+++ DATA PROVIDED

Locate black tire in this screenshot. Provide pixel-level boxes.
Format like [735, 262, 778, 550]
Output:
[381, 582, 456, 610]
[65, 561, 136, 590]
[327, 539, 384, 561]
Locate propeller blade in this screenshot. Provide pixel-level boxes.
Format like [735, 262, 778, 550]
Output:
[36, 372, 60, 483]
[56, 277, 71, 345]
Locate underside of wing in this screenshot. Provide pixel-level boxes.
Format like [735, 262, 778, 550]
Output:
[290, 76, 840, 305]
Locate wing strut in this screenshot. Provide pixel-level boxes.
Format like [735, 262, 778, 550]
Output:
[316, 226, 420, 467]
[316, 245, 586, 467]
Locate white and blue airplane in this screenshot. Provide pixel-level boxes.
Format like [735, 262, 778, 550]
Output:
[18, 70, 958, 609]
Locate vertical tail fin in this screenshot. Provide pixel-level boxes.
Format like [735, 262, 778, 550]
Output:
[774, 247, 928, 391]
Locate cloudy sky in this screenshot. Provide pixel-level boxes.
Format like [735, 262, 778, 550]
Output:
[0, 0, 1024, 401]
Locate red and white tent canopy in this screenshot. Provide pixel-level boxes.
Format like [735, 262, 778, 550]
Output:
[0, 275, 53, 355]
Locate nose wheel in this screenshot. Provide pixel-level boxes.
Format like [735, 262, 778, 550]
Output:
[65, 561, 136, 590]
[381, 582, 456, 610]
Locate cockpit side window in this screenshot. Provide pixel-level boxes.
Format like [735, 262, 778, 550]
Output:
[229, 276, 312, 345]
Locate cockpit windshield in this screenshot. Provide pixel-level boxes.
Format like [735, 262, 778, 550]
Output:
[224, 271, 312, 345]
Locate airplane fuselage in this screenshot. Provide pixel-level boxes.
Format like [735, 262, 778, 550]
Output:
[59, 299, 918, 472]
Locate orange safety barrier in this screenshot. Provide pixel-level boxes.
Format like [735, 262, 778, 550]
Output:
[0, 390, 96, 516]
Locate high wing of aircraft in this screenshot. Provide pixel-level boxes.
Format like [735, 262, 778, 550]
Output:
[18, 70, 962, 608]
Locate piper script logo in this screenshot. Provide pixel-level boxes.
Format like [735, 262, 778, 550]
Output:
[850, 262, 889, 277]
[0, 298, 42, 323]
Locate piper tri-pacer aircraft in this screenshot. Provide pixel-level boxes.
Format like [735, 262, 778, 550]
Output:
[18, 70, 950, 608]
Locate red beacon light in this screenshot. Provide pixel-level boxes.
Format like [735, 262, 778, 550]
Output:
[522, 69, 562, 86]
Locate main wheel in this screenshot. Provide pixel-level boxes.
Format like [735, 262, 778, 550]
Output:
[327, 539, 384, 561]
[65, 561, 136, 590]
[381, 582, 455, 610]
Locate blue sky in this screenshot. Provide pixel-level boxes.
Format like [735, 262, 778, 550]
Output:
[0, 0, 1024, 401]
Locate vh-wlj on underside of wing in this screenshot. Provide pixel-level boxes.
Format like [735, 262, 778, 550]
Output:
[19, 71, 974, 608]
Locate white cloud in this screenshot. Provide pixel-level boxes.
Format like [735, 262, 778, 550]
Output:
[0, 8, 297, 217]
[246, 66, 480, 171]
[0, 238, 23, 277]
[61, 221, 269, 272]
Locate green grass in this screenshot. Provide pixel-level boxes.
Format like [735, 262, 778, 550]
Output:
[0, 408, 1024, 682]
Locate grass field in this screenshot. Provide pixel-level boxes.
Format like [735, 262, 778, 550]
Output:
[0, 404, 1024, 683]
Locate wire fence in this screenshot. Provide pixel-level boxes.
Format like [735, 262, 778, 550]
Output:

++++++

### TASK BRIEF
Copy all of the lines above without changing anything.

### ANSWER TO THIS EXERCISE
Locate black tire in this screenshot. Provide pixel-level boxes.
Format like [735, 262, 778, 550]
Output:
[381, 582, 456, 610]
[65, 561, 136, 590]
[327, 539, 384, 561]
Locate propeller blade in this screenshot. Provide pixel-level boxes.
Format like [735, 262, 778, 550]
Output:
[36, 372, 60, 483]
[56, 277, 71, 345]
Locate underside of wing in this screenshot. Provide pixel-level boxes.
Format like [735, 262, 778, 550]
Output:
[290, 76, 840, 305]
Locate wing strut in this screenshot. Provide pixel-level boxes.
Format like [735, 262, 778, 550]
Output:
[316, 226, 420, 467]
[316, 245, 586, 467]
Locate white and blue airplane in this screenshot. Provide pixel-level boxes.
Format like [735, 262, 778, 550]
Output:
[18, 70, 958, 609]
Locate vertical tail fin in this screenshot. Provide pixel-level boxes.
Format like [735, 262, 778, 550]
Output:
[774, 247, 928, 391]
Locate cloudy sky in this screenshot. Provide pixel-level boxes.
Format like [735, 262, 778, 550]
Output:
[0, 0, 1024, 401]
Locate red and white tent canopy in this screenshot. Provide pixel-level boxes.
Format like [735, 262, 778, 550]
Output:
[0, 275, 53, 355]
Locate nose wheel in this screenshot. Provide pixel-level boxes.
Format like [735, 262, 778, 550]
Output:
[65, 561, 136, 590]
[381, 582, 456, 610]
Locate cockpit side window in this screenshot. Provide pixel-level boxes.
Format like [735, 262, 778, 550]
Output:
[229, 276, 312, 345]
Locate cockpit windshield in this screenshot. Provide pixel-level boxes.
Format like [735, 262, 778, 550]
Output:
[224, 271, 312, 345]
Locate airplane fuselage in this screenshot. Provide pixel-level boxes.
Format like [735, 262, 778, 550]
Output:
[59, 299, 918, 472]
Locate orange safety barrier in this screenshot. Provide pixel-level boxes.
Format like [735, 262, 778, 550]
Output:
[0, 390, 96, 516]
Locate high wing of aircraft in this screenshot. Provide pixel-level boxes.
Format like [735, 262, 778, 550]
Output:
[18, 70, 962, 608]
Locate piper script logo in this screenshot. Provide pixel-level boxes.
Format like [735, 262, 778, 550]
Output:
[850, 262, 889, 277]
[0, 298, 42, 323]
Locate piper tri-pacer aircraft in this screenshot. Provide pixel-level boxes.
Format like [735, 262, 778, 550]
Output:
[18, 70, 950, 608]
Locate red beacon light in this screenshot. Provide pixel-level boxes.
Format like [735, 262, 778, 550]
Output:
[522, 69, 562, 86]
Locate main wheel in this screenshot. Provide pixel-level boxes.
Format like [735, 262, 778, 550]
Output:
[327, 539, 384, 561]
[65, 561, 136, 590]
[381, 582, 455, 610]
Locate blue sky in this screenshot. Provide pixel-level boxes.
Format like [735, 262, 778, 550]
Output:
[0, 0, 1024, 401]
Locate vh-wlj on underside of wing in this screenshot. Provide pixel-level boxes.
Format like [735, 262, 778, 550]
Output:
[19, 71, 974, 608]
Locate white cloud in this screenshot. Provide pixel-level boxes.
Format like [735, 262, 778, 550]
Output:
[0, 8, 297, 217]
[246, 66, 480, 171]
[0, 238, 23, 277]
[61, 221, 269, 272]
Locate green grass in this screenshot. Provide pixel-level boxes.
Format like [735, 262, 778, 550]
Output:
[0, 408, 1024, 682]
Locate grass field in this screenshot. Provide pixel-level boxes.
Format like [735, 262, 778, 550]
Output:
[0, 404, 1024, 683]
Locate wire fence in this screenshot. Provide pixel-level boxes.
Format like [735, 262, 778, 550]
Output:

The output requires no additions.